• **TRECHO APRESENTADO**:
Penhora e Apreensão de Veículos - por um pouco de racionalidade nos processos de execução

Uma aplicação razoável para o artigo 139, IV do Código de Processo Civil

Publicado por Paulo Antonio Papini
há 3 anos


Introdução

Falemos em primeiro lugar do artigo 139, IV, do Código de Processo Civil. Ao que tudo indica, o STF julgará procedente a Ação Direta de Inconstitucionalidade 5941, que versa sobre a possibilidade, ou não, de se suspender CNH e Passaporte de devedores inadimplentes.

Noutras palavras, confirmando aquilo que já aponta a predominante jurisprudência do Tribunal de Justiça do Estado de São Paulo (e outros Estados da Federação) essas medidas, além de ilegais e inconstitucionais, violam o Princípio da Tipicidade dos Meios Executivos, estabelecido em nosso Ordenamento Jurídico nos artigos 391 do Código Civil Brasileiro e 789 do Código de Processo Civil Brasileiro.

E nem se diga que os meios seriam atípicos pois, em tese, essas medidas (especialmente a suspensão da CNH) seriam admissíveis para débitos alimentares (devidos em razão de vínculo sanguíneo-familiar). Na realidade, a Convenção de Haia para débitos alimentares prevê, expressamente, a possibilidade da suspensão da CNH deste devedor, o que, mais uma vez, derruba a tese da atipicidade.

A propósito, desnecessário dizermos que enunciados de Enfam e súmulas do Fonaje/Jornadas de Direito "X, Y, Z" não têm o condão de criar normas jurídicas.

[Itens listados em um conjunto de dados]
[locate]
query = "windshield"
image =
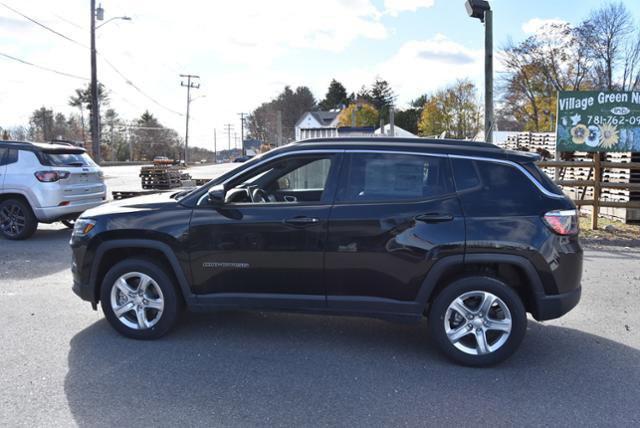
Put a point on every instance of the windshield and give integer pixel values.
(222, 178)
(69, 159)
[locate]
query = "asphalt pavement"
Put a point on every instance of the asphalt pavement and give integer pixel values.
(62, 365)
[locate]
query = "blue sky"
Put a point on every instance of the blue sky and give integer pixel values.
(246, 50)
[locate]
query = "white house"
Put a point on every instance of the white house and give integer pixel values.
(317, 124)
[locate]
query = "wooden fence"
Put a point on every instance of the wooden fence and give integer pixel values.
(609, 180)
(597, 183)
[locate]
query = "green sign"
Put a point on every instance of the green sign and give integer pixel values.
(598, 121)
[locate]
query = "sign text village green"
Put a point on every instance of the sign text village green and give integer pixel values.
(598, 121)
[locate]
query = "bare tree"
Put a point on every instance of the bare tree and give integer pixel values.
(608, 36)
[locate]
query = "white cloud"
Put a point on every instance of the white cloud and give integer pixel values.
(535, 25)
(395, 7)
(421, 66)
(235, 46)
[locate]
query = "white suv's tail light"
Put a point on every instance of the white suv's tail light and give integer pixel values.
(51, 176)
(562, 222)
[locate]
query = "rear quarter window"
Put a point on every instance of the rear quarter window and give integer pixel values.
(490, 189)
(542, 177)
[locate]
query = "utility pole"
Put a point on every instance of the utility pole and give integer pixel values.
(188, 85)
(228, 128)
(242, 116)
(488, 76)
(95, 108)
(279, 127)
(215, 148)
(480, 9)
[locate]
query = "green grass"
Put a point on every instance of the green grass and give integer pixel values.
(622, 231)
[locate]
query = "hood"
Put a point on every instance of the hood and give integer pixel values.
(155, 201)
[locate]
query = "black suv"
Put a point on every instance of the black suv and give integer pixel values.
(470, 235)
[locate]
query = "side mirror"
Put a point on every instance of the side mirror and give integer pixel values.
(216, 196)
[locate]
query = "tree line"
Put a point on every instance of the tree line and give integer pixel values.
(602, 52)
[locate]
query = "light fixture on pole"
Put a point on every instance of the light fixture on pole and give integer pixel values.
(481, 10)
(96, 14)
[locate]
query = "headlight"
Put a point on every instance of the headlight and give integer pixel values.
(82, 227)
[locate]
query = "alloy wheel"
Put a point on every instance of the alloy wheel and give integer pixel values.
(478, 323)
(12, 220)
(137, 300)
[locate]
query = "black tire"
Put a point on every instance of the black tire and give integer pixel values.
(68, 223)
(169, 295)
(17, 220)
(467, 287)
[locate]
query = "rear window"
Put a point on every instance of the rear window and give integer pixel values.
(496, 189)
(68, 159)
(542, 178)
(8, 156)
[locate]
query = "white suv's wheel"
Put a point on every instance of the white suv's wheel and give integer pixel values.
(17, 220)
(477, 321)
(139, 299)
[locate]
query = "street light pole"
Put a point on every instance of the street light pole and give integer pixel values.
(481, 10)
(95, 108)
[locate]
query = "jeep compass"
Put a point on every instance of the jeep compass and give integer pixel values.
(467, 234)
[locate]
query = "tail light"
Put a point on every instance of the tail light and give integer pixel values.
(51, 176)
(562, 222)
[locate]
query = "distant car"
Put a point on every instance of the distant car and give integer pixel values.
(471, 236)
(45, 183)
(241, 159)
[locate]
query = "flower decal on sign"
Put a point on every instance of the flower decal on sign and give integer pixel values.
(579, 134)
(575, 119)
(608, 135)
(593, 137)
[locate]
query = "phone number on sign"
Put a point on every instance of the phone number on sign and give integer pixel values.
(613, 120)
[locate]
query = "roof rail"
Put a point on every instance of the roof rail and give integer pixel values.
(398, 140)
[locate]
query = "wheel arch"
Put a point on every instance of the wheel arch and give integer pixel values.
(516, 271)
(14, 195)
(110, 252)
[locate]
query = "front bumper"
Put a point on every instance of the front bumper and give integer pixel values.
(554, 306)
(77, 207)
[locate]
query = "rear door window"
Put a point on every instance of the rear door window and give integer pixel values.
(8, 156)
(380, 177)
(68, 159)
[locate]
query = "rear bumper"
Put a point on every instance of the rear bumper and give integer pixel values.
(554, 306)
(77, 207)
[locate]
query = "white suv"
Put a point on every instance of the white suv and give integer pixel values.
(45, 183)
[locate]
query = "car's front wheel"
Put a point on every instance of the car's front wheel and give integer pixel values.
(17, 220)
(477, 321)
(139, 299)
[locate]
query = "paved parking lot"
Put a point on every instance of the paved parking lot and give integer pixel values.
(63, 365)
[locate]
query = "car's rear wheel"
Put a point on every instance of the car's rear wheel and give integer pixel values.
(17, 220)
(477, 321)
(139, 299)
(69, 224)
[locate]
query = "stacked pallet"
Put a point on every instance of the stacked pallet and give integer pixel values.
(160, 177)
(544, 144)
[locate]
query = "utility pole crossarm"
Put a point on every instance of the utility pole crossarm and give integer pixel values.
(191, 84)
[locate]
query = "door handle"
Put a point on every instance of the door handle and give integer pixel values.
(302, 221)
(433, 218)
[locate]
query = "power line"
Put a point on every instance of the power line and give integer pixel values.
(113, 67)
(134, 86)
(62, 73)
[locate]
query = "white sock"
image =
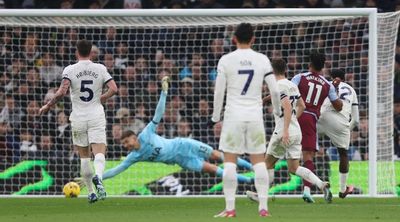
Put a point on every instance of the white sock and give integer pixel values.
(271, 175)
(310, 177)
(87, 173)
(343, 181)
(262, 184)
(99, 164)
(229, 184)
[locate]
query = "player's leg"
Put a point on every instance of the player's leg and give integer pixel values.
(81, 142)
(219, 156)
(97, 140)
(343, 173)
(308, 124)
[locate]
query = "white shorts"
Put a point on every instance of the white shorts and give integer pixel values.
(85, 133)
(336, 128)
(277, 149)
(243, 137)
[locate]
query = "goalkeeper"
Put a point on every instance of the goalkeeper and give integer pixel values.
(188, 153)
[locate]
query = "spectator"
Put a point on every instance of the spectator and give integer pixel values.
(129, 122)
(50, 73)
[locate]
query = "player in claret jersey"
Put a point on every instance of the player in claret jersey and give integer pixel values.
(338, 125)
(314, 88)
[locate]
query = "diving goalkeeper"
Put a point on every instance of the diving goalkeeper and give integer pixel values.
(187, 153)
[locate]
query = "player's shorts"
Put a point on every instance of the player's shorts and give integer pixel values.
(308, 125)
(192, 154)
(336, 128)
(241, 137)
(277, 149)
(88, 132)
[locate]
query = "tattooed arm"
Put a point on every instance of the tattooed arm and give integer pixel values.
(59, 94)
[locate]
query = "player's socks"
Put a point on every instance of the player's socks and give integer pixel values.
(271, 175)
(99, 164)
(261, 184)
(229, 184)
(343, 181)
(240, 178)
(310, 177)
(87, 173)
(309, 165)
(245, 164)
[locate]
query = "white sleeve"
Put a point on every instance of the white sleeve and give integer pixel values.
(106, 76)
(219, 93)
(275, 95)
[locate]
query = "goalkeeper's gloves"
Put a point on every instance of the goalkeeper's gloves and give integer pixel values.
(165, 83)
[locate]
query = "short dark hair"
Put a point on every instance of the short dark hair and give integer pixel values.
(279, 66)
(338, 73)
(244, 33)
(127, 133)
(317, 60)
(84, 47)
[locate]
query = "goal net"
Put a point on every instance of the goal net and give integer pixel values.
(36, 152)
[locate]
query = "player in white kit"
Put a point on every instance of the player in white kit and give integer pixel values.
(85, 80)
(338, 126)
(286, 139)
(241, 73)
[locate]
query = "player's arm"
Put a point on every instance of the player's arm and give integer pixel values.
(287, 115)
(273, 90)
(112, 90)
(219, 93)
(119, 168)
(65, 84)
(336, 102)
(355, 116)
(301, 106)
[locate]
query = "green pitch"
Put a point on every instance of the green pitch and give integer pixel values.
(193, 210)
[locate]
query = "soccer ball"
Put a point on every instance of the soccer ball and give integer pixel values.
(71, 189)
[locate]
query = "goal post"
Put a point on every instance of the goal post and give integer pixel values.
(185, 44)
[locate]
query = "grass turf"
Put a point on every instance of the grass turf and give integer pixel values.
(194, 209)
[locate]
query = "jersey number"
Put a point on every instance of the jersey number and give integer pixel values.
(347, 92)
(84, 88)
(311, 87)
(249, 72)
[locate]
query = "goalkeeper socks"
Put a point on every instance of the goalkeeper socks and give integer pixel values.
(262, 185)
(99, 164)
(309, 176)
(343, 181)
(229, 184)
(240, 178)
(309, 164)
(271, 175)
(245, 164)
(87, 173)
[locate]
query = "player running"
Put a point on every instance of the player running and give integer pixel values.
(286, 139)
(188, 153)
(86, 80)
(338, 126)
(241, 73)
(314, 88)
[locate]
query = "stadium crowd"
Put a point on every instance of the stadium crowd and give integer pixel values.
(32, 60)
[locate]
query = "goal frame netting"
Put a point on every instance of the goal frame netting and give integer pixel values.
(371, 13)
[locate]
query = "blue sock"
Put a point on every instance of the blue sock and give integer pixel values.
(241, 178)
(243, 163)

• **AÇÕES A REALIZAR**:
**a.** Imprima o trecho do texto sobre a penhora de veículos que vai de "Penhora e Apreensão" a "Processo Civil Brasileiro.".
**b.** Traduza para o inglês esta frase do texto sobre a penhora de veículos: "Ao que tudo indica, o STF julgará procedente a Ação Direta de Inconstitucionalidade 5941, que versa sobre a possibilidade, ou não, de se suspender CNH e Passaporte de devedores inadimplentes."
**c.** Dê prosseguimento ao texto sobre a penhora de veículos a partir do ponto em que ele termina.
As entradas não têm nenhum papel no que se pede aqui.

• **RESULTADOS POR TAREFA**:
**a.**
Penhora e Apreensão de Veículos - por um pouco de racionalidade nos processos de execução

Uma aplicação razoável para o artigo 139, IV do Código de Processo Civil

Publicado por Paulo Antonio Papini
há 3 anos


Introdução

Falemos em primeiro lugar do artigo 139, IV, do Código de Processo Civil. Ao que tudo indica, o STF julgará procedente a Ação Direta de Inconstitucionalidade 5941, que versa sobre a possibilidade, ou não, de se suspender CNH e Passaporte de devedores inadimplentes.

Noutras palavras, confirmando aquilo que já aponta a predominante jurisprudência do Tribunal de Justiça do Estado de São Paulo (e outros Estados da Federação) essas medidas, além de ilegais e inconstitucionais, violam o Princípio da Tipicidade dos Meios Executivos, estabelecido em nosso Ordenamento Jurídico nos artigos 391 do Código Civil Brasileiro e 789 do Código de Processo Civil Brasileiro.

**b.** By all indications, the STF will rule in favor of Direct Unconstitutionality Action 5941, which addresses whether or not the CNH and passport of defaulting debtors may be suspended.

**c.**
Mas o artigo não foi escrito para falar disso...(1)

A questão é, se será proibido pelo STF (e é probabilíssimo que isso ocorra) será que o artigo 139, IV, do Código de Processo Civil tornar-se-á letra morta em nosso Ordenamento (como ocorre com tantas leis)? Ou, por outra, será que ainda há alguma serventia a ele?

Acreditamos na segunda possibilidade.

Antes, gostaria de estabelecer uma nota: é impressionante como as pessoas (e agora estou me referindo aos profissionais do Direito, de forma específica) fazem esforços e ginásticas mentais para defender teses desprovidas da mais elementar lógica jurídica (2) e se esquecem de buscar interpretações mais razoáveis a essa mesma norma.

Antes de continuarmos o texto, citamos, expressamente, o Artigo 139, IV, do Código de Processo Civil Brasileiro:


Art. 139. O juiz dirigirá o processo conforme as disposições deste Código, incumbindo-lhe:

(...)

IV - determinar todas as medidas indutivas, coercitivas, mandamentais ou sub-rogatórias necessárias para assegurar o cumprimento de ordem judicial, inclusive nas ações que tenham por objeto prestação pecuniária;


Problematização e Proposição deste Artigo

Temos nos processos executivos (3) que correm no Brasil um gravíssimo problema. Penhora de veículos: automóveis, motocicletas, embarcações e aeronaves.

Não é incomum que bens penhorados e/ou apreendidos via RENAJUD apodreçam por anos nos pátios dos DETRANS pelo país, por mais de 1 ano (4).

Apenas em um ano de pátio, um veículo apreendido gerará a despesa de mais de R$ 8000,00 (oito mil reais) isso para não falarmos da depreciação natural que sofre um veículo exposto ao tempo (chuva, sol inclemente, sereno e granizo) e, a depreciação mecânica que certamente ocorrerá com qualquer veículo que fique por mais de um ano sem funcionar.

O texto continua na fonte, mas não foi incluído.